Written request:
Rescale the rows from the line with "Expected: one point per instance of the dirt" up to and including the final line of the rows. Rewrite each of those lines, requests included, with every point coordinate multiplied by 0.5 and rounded to a whole number, with halves rounded up.

(Stored data entries)
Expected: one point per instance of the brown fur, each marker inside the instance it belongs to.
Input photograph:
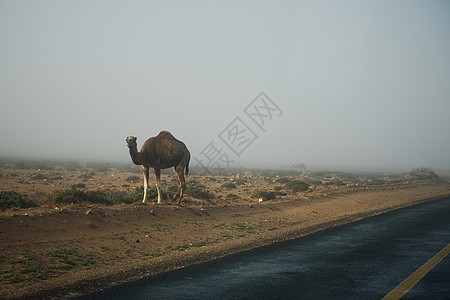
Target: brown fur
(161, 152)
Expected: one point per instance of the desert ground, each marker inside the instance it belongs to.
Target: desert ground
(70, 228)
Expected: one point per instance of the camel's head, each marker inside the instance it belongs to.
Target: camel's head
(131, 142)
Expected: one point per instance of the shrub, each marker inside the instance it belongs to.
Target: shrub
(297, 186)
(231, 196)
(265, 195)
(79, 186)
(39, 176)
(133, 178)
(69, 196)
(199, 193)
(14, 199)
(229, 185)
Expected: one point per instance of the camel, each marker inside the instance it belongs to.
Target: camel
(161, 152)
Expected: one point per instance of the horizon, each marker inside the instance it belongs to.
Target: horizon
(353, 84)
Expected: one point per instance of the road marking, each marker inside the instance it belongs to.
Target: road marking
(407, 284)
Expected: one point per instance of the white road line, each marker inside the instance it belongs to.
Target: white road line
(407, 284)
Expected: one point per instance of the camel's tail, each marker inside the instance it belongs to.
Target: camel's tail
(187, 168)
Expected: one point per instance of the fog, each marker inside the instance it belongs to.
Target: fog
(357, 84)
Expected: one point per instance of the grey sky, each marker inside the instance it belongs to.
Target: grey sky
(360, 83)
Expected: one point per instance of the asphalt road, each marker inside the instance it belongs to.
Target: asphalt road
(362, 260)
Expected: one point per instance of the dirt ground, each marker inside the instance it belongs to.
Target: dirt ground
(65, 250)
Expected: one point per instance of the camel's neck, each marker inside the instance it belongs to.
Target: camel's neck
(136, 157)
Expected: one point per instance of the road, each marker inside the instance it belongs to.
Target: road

Response:
Expected: one point per instance of the dirt ground, each marker inside the instance it belongs to.
Target: dirt ground
(33, 125)
Expected: one point per instance of the camel's neck, each marker inside the instance it belongs to.
Target: camel's neck
(68, 79)
Expected: one point per instance of the road, each marker inside the instance it belongs to.
Target: road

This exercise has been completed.